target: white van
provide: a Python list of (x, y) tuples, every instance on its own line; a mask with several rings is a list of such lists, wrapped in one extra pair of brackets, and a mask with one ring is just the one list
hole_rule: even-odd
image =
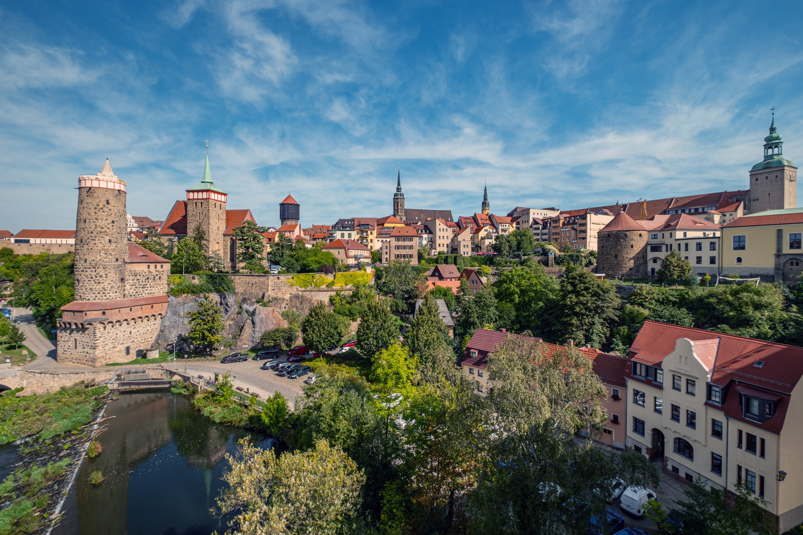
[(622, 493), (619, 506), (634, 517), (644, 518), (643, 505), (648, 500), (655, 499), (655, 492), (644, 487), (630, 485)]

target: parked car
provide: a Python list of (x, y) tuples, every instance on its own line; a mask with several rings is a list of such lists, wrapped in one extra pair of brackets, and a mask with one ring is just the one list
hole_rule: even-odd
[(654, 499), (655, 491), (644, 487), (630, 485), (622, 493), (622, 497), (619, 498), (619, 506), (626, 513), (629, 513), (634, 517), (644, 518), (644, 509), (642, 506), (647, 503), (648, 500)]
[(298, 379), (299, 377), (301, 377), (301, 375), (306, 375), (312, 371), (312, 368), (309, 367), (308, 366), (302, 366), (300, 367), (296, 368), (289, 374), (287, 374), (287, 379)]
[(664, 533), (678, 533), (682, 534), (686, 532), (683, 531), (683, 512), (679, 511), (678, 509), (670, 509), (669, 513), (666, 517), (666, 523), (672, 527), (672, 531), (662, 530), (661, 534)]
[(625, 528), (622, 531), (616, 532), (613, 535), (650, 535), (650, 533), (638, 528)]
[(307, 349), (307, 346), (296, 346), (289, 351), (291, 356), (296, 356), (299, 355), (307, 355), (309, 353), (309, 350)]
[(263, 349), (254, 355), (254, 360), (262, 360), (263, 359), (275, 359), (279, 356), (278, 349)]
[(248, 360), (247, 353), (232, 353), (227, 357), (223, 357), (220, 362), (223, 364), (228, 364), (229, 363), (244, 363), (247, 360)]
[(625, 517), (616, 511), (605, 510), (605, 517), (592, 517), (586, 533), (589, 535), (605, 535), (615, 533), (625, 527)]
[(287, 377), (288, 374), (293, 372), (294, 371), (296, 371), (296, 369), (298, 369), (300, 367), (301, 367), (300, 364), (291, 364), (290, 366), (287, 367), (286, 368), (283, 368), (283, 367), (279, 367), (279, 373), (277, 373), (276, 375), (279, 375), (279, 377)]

★ ★ ★

Given problem: Rewrite all the records with "even-odd" changed to "nonzero" wherever it appears, keeping every other line as it is. Omit the pictures from your answer.

Problem solution:
target: white van
provide: a Python list of (x, y) tuples, every instance on its own line; a mask with several rings is a list of such lists, wrapped in one extra pair of brackets, and a mask with one ring is just the one list
hole_rule: nonzero
image =
[(622, 493), (619, 506), (634, 517), (644, 518), (643, 505), (648, 500), (655, 499), (655, 492), (644, 487), (630, 485)]

target: parked car
provide: a Python list of (x, y) tuples, every instance on its own line; a mask with several rings is a list of such lists, wrapped in one extra pair of brackets, and a mask with one ring is just the one list
hole_rule: nonzero
[(654, 499), (655, 491), (644, 487), (630, 485), (622, 493), (622, 497), (619, 498), (619, 506), (626, 513), (629, 513), (634, 517), (644, 518), (644, 509), (642, 506), (647, 503), (648, 500)]
[(298, 379), (299, 377), (301, 377), (301, 375), (306, 375), (312, 371), (312, 368), (309, 367), (308, 366), (302, 366), (300, 367), (296, 368), (289, 374), (287, 374), (287, 379)]
[(664, 533), (678, 533), (682, 534), (686, 532), (683, 531), (683, 512), (679, 511), (678, 509), (670, 509), (669, 513), (666, 517), (666, 523), (672, 527), (672, 531), (662, 530), (661, 534)]
[(625, 528), (622, 531), (616, 532), (613, 535), (650, 535), (650, 533), (638, 528)]
[(307, 349), (307, 346), (296, 346), (289, 351), (291, 356), (296, 356), (299, 355), (307, 355), (309, 353), (309, 350)]
[(263, 349), (254, 355), (254, 360), (262, 360), (263, 359), (275, 359), (279, 356), (278, 349)]
[(248, 360), (247, 353), (232, 353), (227, 357), (223, 357), (220, 362), (223, 364), (228, 364), (229, 363), (244, 363), (247, 360)]
[(625, 517), (616, 511), (605, 510), (605, 517), (592, 517), (586, 533), (589, 535), (605, 535), (615, 533), (625, 527)]
[(287, 377), (288, 374), (293, 372), (294, 371), (296, 371), (296, 369), (298, 369), (300, 367), (301, 367), (300, 364), (291, 364), (290, 366), (287, 367), (286, 368), (283, 368), (283, 367), (279, 367), (279, 373), (277, 373), (276, 375), (279, 375), (279, 377)]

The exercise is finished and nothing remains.